Data to process.

--- START ---

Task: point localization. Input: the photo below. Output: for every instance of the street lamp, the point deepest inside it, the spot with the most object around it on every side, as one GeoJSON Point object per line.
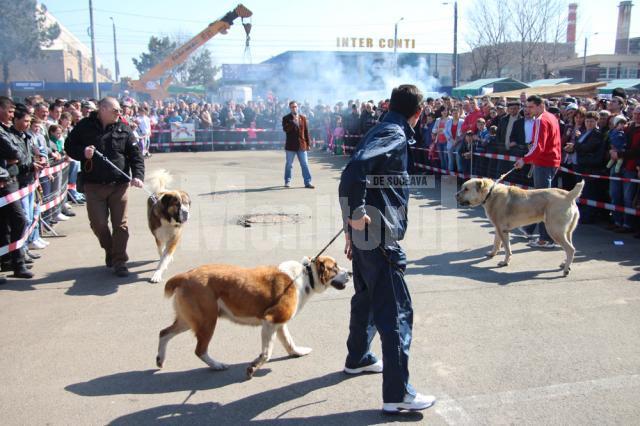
{"type": "Point", "coordinates": [454, 71]}
{"type": "Point", "coordinates": [395, 45]}
{"type": "Point", "coordinates": [115, 50]}
{"type": "Point", "coordinates": [584, 59]}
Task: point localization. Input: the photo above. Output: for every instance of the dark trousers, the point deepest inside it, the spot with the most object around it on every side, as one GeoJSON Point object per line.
{"type": "Point", "coordinates": [542, 178]}
{"type": "Point", "coordinates": [13, 223]}
{"type": "Point", "coordinates": [104, 201]}
{"type": "Point", "coordinates": [381, 303]}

--- END ---

Exercise details. Everything in the entries except the pictures must be duplicated exactly.

Written response.
Task: point localization. Input: the photo below. Output: for every instance of the street lamp, the point deepest inside it, the spot with the most object around it on every side, as one GeoJSON Point object per line.
{"type": "Point", "coordinates": [454, 71]}
{"type": "Point", "coordinates": [395, 45]}
{"type": "Point", "coordinates": [115, 50]}
{"type": "Point", "coordinates": [584, 59]}
Task: point localization. Input: the photo above. Output: for every instance of the dark trousers, the point deepest inside it, the spot with the most object around it on every side, as one GeoJSON Point object per line.
{"type": "Point", "coordinates": [542, 178]}
{"type": "Point", "coordinates": [13, 223]}
{"type": "Point", "coordinates": [104, 201]}
{"type": "Point", "coordinates": [381, 303]}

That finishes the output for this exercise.